Location identification entries:
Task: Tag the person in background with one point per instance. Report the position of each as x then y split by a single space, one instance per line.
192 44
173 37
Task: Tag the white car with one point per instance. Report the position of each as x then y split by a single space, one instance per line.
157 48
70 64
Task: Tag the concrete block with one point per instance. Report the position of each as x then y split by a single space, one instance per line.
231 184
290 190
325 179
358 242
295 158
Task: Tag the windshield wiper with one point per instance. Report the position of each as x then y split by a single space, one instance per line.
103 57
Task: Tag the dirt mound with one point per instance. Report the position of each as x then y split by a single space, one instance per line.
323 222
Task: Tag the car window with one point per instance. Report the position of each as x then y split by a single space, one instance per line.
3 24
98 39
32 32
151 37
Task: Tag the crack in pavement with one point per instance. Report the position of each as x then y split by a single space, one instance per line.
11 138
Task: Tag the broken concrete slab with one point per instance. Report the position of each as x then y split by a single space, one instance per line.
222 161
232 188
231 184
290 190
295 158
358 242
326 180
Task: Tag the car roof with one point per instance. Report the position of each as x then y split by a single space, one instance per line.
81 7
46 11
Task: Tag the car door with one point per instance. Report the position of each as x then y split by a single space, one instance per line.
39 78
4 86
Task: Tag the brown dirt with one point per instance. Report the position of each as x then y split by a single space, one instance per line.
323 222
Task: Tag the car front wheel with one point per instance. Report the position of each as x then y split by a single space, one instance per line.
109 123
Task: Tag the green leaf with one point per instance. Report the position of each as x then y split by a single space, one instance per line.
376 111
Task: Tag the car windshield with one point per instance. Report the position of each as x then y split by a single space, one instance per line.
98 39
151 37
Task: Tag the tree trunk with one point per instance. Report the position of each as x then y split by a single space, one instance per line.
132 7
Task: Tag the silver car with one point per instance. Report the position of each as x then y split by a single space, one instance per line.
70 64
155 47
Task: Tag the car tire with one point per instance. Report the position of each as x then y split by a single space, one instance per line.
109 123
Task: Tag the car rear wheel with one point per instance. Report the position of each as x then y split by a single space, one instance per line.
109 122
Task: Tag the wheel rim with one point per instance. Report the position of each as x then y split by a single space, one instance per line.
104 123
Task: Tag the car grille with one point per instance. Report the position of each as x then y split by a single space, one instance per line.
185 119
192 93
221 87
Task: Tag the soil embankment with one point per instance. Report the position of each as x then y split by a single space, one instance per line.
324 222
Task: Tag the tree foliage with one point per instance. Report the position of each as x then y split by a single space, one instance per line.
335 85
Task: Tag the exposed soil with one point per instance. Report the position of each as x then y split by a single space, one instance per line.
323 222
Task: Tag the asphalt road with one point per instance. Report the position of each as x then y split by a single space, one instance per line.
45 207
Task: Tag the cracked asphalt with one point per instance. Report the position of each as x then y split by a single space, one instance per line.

---

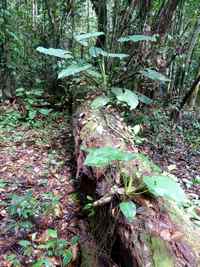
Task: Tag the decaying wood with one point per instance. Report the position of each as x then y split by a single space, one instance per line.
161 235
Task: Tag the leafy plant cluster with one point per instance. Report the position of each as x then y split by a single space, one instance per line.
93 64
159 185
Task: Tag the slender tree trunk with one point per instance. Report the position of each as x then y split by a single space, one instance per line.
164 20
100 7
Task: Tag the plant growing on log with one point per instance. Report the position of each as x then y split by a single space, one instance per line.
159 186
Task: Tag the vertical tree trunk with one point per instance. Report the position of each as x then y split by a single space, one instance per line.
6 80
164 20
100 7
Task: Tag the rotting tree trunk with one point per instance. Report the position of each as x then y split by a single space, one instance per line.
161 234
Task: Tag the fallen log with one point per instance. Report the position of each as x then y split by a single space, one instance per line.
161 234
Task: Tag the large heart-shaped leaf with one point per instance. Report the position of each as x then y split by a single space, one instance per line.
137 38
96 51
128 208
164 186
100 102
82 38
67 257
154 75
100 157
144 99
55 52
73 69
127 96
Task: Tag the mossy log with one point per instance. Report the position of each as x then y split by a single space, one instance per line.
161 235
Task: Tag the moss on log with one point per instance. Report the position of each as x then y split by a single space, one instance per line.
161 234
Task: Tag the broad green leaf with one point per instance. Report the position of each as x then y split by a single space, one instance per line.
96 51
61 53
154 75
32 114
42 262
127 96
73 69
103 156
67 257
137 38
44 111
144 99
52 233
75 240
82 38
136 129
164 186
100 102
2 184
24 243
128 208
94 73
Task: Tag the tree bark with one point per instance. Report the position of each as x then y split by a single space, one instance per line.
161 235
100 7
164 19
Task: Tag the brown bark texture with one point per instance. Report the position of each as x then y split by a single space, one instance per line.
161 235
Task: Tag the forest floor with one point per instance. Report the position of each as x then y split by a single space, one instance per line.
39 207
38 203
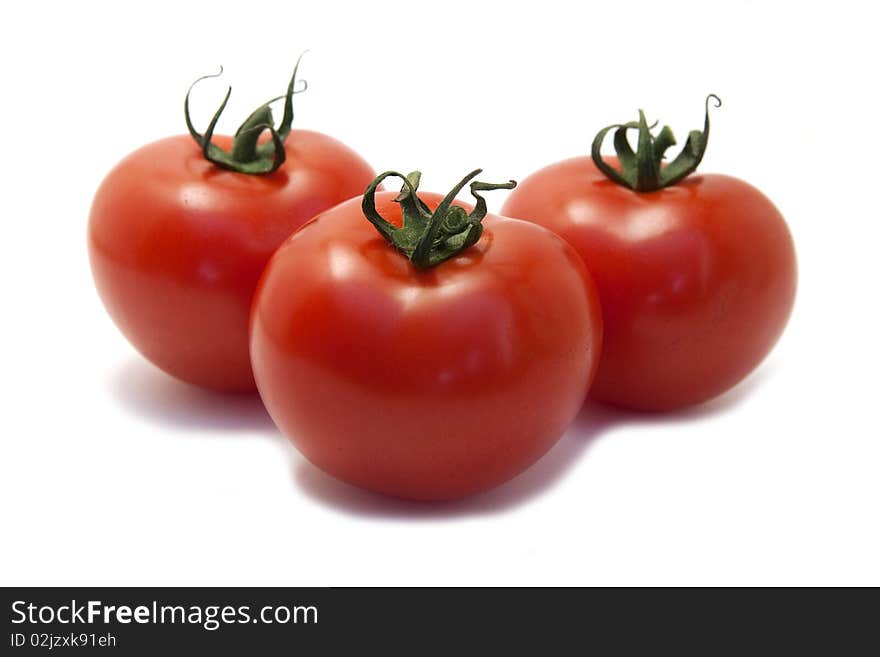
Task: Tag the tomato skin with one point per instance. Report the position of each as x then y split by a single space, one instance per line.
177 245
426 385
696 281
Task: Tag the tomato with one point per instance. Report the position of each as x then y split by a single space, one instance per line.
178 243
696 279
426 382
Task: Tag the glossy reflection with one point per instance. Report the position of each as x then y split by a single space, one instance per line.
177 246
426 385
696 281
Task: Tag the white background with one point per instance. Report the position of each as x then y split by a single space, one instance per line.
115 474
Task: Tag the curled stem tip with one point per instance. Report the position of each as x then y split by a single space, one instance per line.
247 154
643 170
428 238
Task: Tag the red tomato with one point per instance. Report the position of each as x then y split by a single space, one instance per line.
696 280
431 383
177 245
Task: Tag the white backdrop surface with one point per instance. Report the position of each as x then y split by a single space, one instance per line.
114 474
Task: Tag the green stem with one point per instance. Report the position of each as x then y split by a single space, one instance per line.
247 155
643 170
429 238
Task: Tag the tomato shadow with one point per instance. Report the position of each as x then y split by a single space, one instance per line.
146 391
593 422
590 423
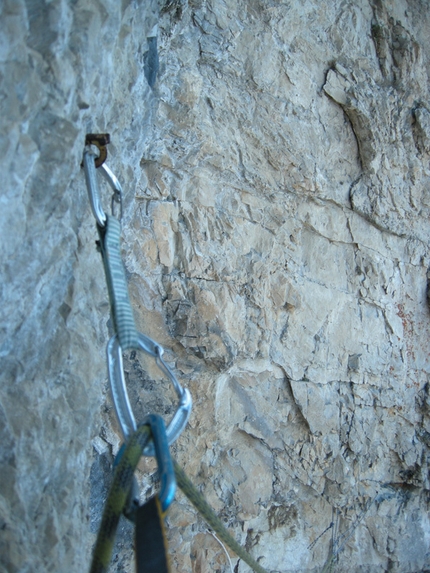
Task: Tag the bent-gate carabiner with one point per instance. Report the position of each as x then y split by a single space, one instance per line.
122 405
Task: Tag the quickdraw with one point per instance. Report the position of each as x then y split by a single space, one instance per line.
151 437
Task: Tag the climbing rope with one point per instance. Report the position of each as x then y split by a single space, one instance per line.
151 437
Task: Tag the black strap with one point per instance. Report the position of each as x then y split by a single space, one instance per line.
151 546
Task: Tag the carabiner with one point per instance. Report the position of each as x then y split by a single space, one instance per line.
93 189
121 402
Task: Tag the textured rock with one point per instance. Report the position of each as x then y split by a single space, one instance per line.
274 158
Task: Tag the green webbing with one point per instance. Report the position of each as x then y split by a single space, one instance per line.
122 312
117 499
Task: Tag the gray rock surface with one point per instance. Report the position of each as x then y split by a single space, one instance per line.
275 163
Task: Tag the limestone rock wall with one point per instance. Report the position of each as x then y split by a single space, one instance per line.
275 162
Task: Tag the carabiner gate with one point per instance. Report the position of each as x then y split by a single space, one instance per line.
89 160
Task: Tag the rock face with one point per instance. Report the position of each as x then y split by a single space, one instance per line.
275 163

THE TASK:
Count how many of the lines above contain the word "concrete", and reply with the number alone.

IN RESPONSE:
2